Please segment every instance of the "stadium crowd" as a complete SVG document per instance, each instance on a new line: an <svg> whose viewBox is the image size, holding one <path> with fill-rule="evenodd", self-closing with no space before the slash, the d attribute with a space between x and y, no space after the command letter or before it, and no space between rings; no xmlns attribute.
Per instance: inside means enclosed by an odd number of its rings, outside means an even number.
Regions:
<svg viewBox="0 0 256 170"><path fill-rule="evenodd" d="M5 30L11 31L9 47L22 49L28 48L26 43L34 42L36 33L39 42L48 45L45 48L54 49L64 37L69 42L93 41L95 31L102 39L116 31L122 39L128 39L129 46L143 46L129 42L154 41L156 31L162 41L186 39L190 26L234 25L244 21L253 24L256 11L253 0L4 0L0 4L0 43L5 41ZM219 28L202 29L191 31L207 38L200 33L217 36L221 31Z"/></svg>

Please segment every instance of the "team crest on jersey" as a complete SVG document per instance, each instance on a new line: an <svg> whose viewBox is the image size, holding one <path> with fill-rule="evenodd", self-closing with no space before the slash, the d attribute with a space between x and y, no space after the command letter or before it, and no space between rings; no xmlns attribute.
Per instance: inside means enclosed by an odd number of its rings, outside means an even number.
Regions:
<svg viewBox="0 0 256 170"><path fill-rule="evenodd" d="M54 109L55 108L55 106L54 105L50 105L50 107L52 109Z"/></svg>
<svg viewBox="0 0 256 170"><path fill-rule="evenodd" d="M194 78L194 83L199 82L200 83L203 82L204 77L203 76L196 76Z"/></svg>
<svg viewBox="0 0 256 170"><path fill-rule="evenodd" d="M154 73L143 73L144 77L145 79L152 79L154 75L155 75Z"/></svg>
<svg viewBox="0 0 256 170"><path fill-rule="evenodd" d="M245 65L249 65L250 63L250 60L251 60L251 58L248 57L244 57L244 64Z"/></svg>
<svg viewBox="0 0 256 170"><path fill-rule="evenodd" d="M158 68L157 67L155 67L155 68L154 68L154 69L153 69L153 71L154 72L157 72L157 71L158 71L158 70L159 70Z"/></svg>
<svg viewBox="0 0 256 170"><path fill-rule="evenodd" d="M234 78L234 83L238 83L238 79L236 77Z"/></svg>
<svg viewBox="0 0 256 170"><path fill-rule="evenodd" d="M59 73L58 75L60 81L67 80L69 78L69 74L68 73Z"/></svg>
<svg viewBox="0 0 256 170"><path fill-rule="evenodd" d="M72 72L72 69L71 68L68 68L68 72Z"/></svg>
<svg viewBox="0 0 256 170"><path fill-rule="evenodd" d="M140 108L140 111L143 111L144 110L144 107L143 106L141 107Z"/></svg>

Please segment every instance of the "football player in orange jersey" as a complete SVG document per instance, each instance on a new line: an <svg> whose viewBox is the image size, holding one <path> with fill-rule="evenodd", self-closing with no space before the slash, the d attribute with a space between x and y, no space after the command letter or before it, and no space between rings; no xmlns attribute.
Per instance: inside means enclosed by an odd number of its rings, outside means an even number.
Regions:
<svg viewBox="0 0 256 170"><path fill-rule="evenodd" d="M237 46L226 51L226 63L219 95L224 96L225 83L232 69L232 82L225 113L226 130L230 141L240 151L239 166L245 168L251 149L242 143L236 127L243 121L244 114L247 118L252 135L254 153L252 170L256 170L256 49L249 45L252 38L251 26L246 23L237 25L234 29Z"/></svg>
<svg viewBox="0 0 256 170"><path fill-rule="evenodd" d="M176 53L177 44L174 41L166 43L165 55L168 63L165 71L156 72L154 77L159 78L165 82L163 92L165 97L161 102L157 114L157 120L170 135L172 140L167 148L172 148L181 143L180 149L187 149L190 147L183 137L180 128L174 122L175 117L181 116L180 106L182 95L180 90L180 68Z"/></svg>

Goal. Copy every one of the records above word for word, line by line, with nothing changed or left out.

Response to this task.
Please segment every instance of the "stadium crowd" as a complete SVG document per instance, each instance on a new line: an <svg> whose viewBox is the image size, holding one <path> with fill-rule="evenodd", self-closing with no space before the slash, the d attribute with a space between x and y, no space after the command letter or before it, and no space between rings; no xmlns attribute.
Per instance: inside means enclosed by an odd number of its rings, outside means an even number.
Regions:
<svg viewBox="0 0 256 170"><path fill-rule="evenodd" d="M5 30L11 31L9 47L22 49L28 48L26 43L34 42L36 33L39 42L48 45L45 48L54 49L64 37L69 42L93 41L95 31L102 39L116 31L122 39L128 39L129 46L143 46L129 42L154 41L156 31L162 41L186 39L190 26L234 25L244 21L253 24L256 11L253 0L4 0L0 4L0 43L5 41ZM219 28L202 29L191 31L207 38L200 33L217 36L221 31Z"/></svg>

Please segment every instance of the "team crest on jersey" as a complete SVG document per instance, each instance on a new line: an <svg> whose viewBox is the image size, holding one <path> with fill-rule="evenodd", self-closing with no space before the slash, the d attribute with a space between x and y, no space after the command letter or before it, and no space between rings; no xmlns attribute.
Per instance: inside means enclosed by an odd number of its rings, outside means an even number.
Regions:
<svg viewBox="0 0 256 170"><path fill-rule="evenodd" d="M54 109L55 108L55 106L54 105L50 105L50 107L52 109Z"/></svg>
<svg viewBox="0 0 256 170"><path fill-rule="evenodd" d="M194 78L194 83L199 82L200 83L203 82L204 77L203 76L196 76Z"/></svg>
<svg viewBox="0 0 256 170"><path fill-rule="evenodd" d="M154 73L143 73L144 77L145 79L152 79L154 75L155 75Z"/></svg>
<svg viewBox="0 0 256 170"><path fill-rule="evenodd" d="M245 65L249 65L250 63L250 60L251 60L251 58L248 57L244 57L244 64Z"/></svg>
<svg viewBox="0 0 256 170"><path fill-rule="evenodd" d="M158 68L157 67L155 67L155 68L154 68L154 69L153 69L153 71L154 72L157 72L157 71L158 71L158 70L159 70Z"/></svg>
<svg viewBox="0 0 256 170"><path fill-rule="evenodd" d="M234 78L234 83L238 83L238 79L236 77Z"/></svg>
<svg viewBox="0 0 256 170"><path fill-rule="evenodd" d="M59 73L58 75L60 81L67 80L69 78L69 74L68 73Z"/></svg>
<svg viewBox="0 0 256 170"><path fill-rule="evenodd" d="M72 72L72 69L71 68L68 68L68 72Z"/></svg>
<svg viewBox="0 0 256 170"><path fill-rule="evenodd" d="M140 108L140 111L143 111L144 110L144 107L143 106L141 107Z"/></svg>

Please segment every instance of the "football player in orange jersey" as a complete SVG document per instance, each instance on a new line: an <svg> whose viewBox is the image size, holding one <path> with fill-rule="evenodd", self-closing with no space before the slash, the d attribute with a space between x and y, no space after the command letter or before it, and no space between rings; no xmlns attribute.
Per instance: inside means enclosed by an odd number of its rings, outside means an even number.
Regions:
<svg viewBox="0 0 256 170"><path fill-rule="evenodd" d="M237 46L226 51L226 63L219 95L224 96L225 83L232 69L232 82L225 113L226 130L230 141L240 151L239 166L245 168L251 149L242 143L236 127L243 121L244 114L247 118L252 135L254 153L252 170L256 170L256 49L249 45L252 38L251 26L246 23L237 25L234 29Z"/></svg>
<svg viewBox="0 0 256 170"><path fill-rule="evenodd" d="M176 53L177 44L174 41L166 43L165 55L168 63L165 71L156 72L154 77L159 78L165 82L163 92L165 97L161 102L157 114L157 120L170 135L172 140L167 148L172 148L181 143L180 149L187 149L190 147L183 137L180 128L174 122L175 117L181 116L180 106L182 95L180 90L180 68Z"/></svg>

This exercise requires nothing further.